■ EXERCISE DIRECTIONS
Please write out every line of all the records below, text lines included, and shift each bounding box coordinate in the answers by adding 101 to it. Leave the sample coordinates in the model card text as they are, and omit the pictures.
-- begin DATA ROWS --
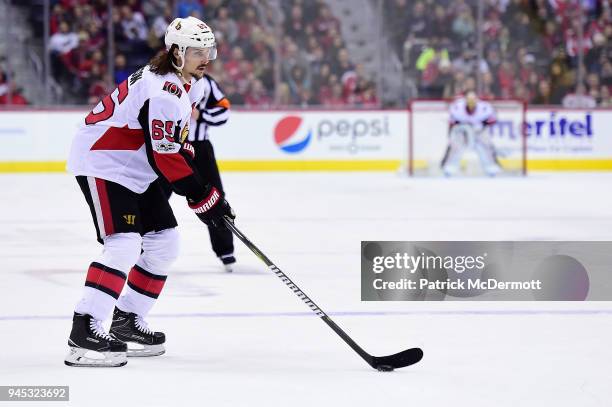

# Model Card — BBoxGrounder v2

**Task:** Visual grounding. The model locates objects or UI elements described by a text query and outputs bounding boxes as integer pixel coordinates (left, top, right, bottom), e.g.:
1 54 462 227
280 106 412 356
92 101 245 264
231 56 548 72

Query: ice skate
64 312 127 367
219 254 236 273
109 307 166 357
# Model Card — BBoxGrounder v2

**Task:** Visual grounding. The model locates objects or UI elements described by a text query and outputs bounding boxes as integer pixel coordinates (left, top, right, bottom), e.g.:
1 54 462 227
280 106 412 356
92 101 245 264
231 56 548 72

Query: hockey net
403 99 527 176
-- end DATA ROWS --
■ WORKED SOLUTION
# Model Card — BBoxGrounder v2

**Task:** Visual grounding. The model locates objects or UI elements described by a text query and outputs bounding boxes as integer pixel coordinates (left, top, right, bottom), e.g.:
1 54 462 227
280 106 412 356
92 101 245 264
231 56 548 72

Query: ice skate
165 413 228 468
320 355 337 374
210 408 267 458
# Model Card — BBoxGrounder v2

**Task:** Visual grounding. The model locates objects or UI elements described by a text query and outputs bounding boxes as integer pixel coordinates (left, top, right, bottom), e.g.:
1 54 462 227
280 106 412 356
92 101 245 264
231 56 548 72

Query: hockey net
504 200 628 277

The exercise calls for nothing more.